▶ [Rows from a pointing dataset]
↓

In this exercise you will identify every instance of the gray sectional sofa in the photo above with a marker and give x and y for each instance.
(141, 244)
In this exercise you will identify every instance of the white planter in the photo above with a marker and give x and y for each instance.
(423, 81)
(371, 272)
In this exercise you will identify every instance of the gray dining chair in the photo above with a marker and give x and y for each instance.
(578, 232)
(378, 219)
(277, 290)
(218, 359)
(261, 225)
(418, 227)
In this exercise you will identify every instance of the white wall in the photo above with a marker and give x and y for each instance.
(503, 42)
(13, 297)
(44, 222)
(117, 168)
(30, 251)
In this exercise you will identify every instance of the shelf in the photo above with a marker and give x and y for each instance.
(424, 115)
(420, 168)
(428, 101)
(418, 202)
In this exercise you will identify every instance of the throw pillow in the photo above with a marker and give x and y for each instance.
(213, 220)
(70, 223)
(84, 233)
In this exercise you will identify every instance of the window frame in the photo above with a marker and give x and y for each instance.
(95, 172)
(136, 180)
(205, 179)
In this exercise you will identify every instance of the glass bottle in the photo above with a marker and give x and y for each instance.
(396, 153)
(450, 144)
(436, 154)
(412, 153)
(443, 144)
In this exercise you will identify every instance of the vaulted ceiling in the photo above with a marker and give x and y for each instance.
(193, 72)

↑
↓

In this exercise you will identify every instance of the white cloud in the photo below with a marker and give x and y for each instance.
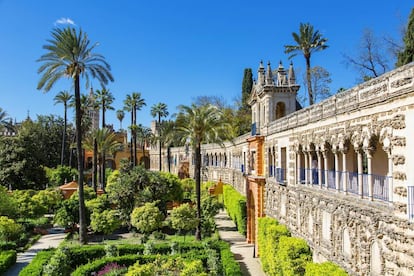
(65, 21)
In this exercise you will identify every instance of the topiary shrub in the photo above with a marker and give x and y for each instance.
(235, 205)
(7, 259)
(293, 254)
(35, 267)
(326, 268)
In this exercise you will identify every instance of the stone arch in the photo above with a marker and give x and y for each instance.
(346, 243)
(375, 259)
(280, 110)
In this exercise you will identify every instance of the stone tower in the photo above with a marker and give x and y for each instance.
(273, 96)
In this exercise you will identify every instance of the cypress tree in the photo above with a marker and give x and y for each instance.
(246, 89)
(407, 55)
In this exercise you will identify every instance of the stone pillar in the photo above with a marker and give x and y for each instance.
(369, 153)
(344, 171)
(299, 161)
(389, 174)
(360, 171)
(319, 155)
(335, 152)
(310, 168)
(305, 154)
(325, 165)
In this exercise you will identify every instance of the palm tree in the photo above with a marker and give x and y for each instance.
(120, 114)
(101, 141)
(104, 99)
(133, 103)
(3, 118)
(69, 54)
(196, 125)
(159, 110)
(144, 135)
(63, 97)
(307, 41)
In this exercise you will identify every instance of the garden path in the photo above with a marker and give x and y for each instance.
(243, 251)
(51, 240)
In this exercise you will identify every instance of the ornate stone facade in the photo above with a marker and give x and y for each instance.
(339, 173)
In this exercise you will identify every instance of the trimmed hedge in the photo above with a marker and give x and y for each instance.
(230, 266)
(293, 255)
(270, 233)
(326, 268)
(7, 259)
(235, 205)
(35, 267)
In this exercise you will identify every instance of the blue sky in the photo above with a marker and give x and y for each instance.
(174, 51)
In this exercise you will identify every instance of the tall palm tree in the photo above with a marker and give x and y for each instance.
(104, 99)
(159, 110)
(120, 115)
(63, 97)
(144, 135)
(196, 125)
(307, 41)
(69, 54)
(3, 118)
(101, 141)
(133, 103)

↑
↓

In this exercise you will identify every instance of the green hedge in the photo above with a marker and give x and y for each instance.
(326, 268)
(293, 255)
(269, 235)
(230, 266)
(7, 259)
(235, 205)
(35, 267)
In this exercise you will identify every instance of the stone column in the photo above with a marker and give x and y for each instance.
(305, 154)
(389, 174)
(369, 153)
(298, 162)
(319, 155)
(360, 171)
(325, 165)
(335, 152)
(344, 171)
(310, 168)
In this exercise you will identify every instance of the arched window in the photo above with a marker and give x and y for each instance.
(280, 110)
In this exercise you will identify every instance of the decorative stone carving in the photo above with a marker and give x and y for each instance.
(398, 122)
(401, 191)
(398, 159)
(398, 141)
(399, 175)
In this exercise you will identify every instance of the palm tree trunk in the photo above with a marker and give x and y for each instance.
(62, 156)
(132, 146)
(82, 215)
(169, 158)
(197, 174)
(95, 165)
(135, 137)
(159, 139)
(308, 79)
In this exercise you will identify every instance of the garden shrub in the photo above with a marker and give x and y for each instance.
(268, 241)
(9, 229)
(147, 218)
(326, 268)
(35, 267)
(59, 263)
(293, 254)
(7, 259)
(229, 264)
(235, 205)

↑

▶ [To do]
Pick out every line in the records above that contains the word "hedge", and copy each one in full.

▶ [Response to this exercise]
In this exercise you will identify every instance of the trimmed hedge in the photo above with a marker and give x and y for each instance.
In this exercise you will identify every instance of the green hedge in the photo above with a marker and give x and y for each instance.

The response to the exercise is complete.